> Task to carry out
A word-for-word copy of the entries is the only acceptable reply.

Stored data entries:
[Start of section]

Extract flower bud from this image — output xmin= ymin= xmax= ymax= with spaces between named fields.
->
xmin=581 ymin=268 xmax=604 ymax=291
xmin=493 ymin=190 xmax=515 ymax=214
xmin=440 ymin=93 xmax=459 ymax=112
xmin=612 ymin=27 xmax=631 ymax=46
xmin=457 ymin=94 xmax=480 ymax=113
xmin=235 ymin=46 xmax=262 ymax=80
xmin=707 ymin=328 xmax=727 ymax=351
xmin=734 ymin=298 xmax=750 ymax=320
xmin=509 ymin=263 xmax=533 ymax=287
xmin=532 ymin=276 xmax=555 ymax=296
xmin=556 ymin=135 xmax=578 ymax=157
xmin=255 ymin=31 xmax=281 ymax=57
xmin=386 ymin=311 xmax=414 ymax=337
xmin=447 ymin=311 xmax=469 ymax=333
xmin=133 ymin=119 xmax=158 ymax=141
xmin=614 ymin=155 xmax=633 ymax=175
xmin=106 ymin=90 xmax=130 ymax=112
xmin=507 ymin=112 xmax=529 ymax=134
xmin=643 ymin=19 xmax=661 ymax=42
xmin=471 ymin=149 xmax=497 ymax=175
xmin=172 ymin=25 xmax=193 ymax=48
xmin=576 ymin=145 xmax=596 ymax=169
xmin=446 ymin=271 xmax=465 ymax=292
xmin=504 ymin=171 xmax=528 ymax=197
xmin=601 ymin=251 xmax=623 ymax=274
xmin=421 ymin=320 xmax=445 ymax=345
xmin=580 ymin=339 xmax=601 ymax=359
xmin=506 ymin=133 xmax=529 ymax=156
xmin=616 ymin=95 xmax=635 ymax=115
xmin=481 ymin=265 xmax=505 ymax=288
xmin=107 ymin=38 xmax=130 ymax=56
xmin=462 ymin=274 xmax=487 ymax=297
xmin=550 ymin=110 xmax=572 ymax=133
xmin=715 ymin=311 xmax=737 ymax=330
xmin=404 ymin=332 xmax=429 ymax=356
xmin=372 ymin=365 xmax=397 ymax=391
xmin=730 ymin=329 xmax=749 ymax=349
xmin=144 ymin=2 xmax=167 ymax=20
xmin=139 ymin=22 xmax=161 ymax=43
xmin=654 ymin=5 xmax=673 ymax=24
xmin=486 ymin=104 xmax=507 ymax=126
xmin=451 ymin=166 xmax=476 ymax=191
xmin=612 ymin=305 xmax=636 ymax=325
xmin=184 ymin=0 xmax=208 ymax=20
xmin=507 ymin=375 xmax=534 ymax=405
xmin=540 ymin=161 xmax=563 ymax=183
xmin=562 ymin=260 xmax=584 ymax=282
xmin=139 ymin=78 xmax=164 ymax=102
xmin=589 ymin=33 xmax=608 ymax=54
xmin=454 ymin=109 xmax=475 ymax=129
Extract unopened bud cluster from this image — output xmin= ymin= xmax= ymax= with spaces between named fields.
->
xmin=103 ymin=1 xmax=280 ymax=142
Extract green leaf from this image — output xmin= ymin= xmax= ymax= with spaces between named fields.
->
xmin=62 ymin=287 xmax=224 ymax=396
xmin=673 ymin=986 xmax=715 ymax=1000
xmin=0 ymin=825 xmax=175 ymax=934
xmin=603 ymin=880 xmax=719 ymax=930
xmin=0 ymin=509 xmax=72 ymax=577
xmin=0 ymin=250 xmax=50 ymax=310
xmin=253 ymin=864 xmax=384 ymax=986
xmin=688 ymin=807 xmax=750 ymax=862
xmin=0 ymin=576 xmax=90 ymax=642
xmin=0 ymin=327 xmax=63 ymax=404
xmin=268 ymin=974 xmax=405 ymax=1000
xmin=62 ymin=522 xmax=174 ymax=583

[End of section]

> Response to the task
Extract flower bud from this image — output xmin= ymin= xmax= ymax= with spaces between named fields.
->
xmin=581 ymin=268 xmax=604 ymax=291
xmin=493 ymin=190 xmax=515 ymax=214
xmin=440 ymin=93 xmax=459 ymax=112
xmin=612 ymin=27 xmax=631 ymax=46
xmin=457 ymin=94 xmax=480 ymax=113
xmin=235 ymin=46 xmax=262 ymax=80
xmin=707 ymin=328 xmax=727 ymax=351
xmin=734 ymin=298 xmax=750 ymax=320
xmin=509 ymin=263 xmax=533 ymax=287
xmin=532 ymin=276 xmax=555 ymax=296
xmin=556 ymin=135 xmax=578 ymax=157
xmin=255 ymin=31 xmax=281 ymax=57
xmin=386 ymin=311 xmax=414 ymax=337
xmin=447 ymin=311 xmax=469 ymax=333
xmin=133 ymin=119 xmax=158 ymax=141
xmin=614 ymin=155 xmax=633 ymax=175
xmin=106 ymin=90 xmax=130 ymax=112
xmin=507 ymin=112 xmax=529 ymax=134
xmin=643 ymin=19 xmax=661 ymax=42
xmin=471 ymin=149 xmax=497 ymax=175
xmin=172 ymin=25 xmax=193 ymax=48
xmin=576 ymin=145 xmax=596 ymax=169
xmin=446 ymin=271 xmax=465 ymax=292
xmin=504 ymin=171 xmax=528 ymax=197
xmin=601 ymin=251 xmax=623 ymax=274
xmin=421 ymin=320 xmax=445 ymax=345
xmin=580 ymin=339 xmax=601 ymax=359
xmin=506 ymin=133 xmax=529 ymax=156
xmin=616 ymin=95 xmax=635 ymax=115
xmin=481 ymin=265 xmax=505 ymax=288
xmin=107 ymin=38 xmax=130 ymax=56
xmin=462 ymin=274 xmax=487 ymax=297
xmin=550 ymin=110 xmax=572 ymax=133
xmin=715 ymin=311 xmax=737 ymax=330
xmin=404 ymin=332 xmax=429 ymax=356
xmin=372 ymin=365 xmax=397 ymax=391
xmin=730 ymin=329 xmax=749 ymax=349
xmin=144 ymin=2 xmax=167 ymax=20
xmin=139 ymin=22 xmax=161 ymax=43
xmin=654 ymin=5 xmax=673 ymax=24
xmin=486 ymin=104 xmax=507 ymax=126
xmin=451 ymin=166 xmax=476 ymax=191
xmin=612 ymin=305 xmax=636 ymax=325
xmin=184 ymin=0 xmax=208 ymax=20
xmin=507 ymin=375 xmax=534 ymax=405
xmin=540 ymin=161 xmax=563 ymax=183
xmin=562 ymin=260 xmax=584 ymax=282
xmin=139 ymin=78 xmax=164 ymax=102
xmin=589 ymin=33 xmax=608 ymax=54
xmin=454 ymin=109 xmax=475 ymax=129
Extract unopened bud cluster from this image — output xmin= ymin= xmax= ymax= with spaces between named fields.
->
xmin=103 ymin=1 xmax=280 ymax=142
Extract green leaf from this image — output xmin= ymin= xmax= ymax= with spaces between named fields.
->
xmin=62 ymin=287 xmax=224 ymax=396
xmin=673 ymin=986 xmax=715 ymax=1000
xmin=0 ymin=825 xmax=175 ymax=934
xmin=603 ymin=880 xmax=719 ymax=930
xmin=0 ymin=509 xmax=72 ymax=577
xmin=0 ymin=250 xmax=50 ymax=310
xmin=253 ymin=864 xmax=384 ymax=986
xmin=688 ymin=807 xmax=750 ymax=862
xmin=0 ymin=576 xmax=90 ymax=642
xmin=0 ymin=327 xmax=63 ymax=404
xmin=268 ymin=974 xmax=405 ymax=1000
xmin=62 ymin=522 xmax=174 ymax=583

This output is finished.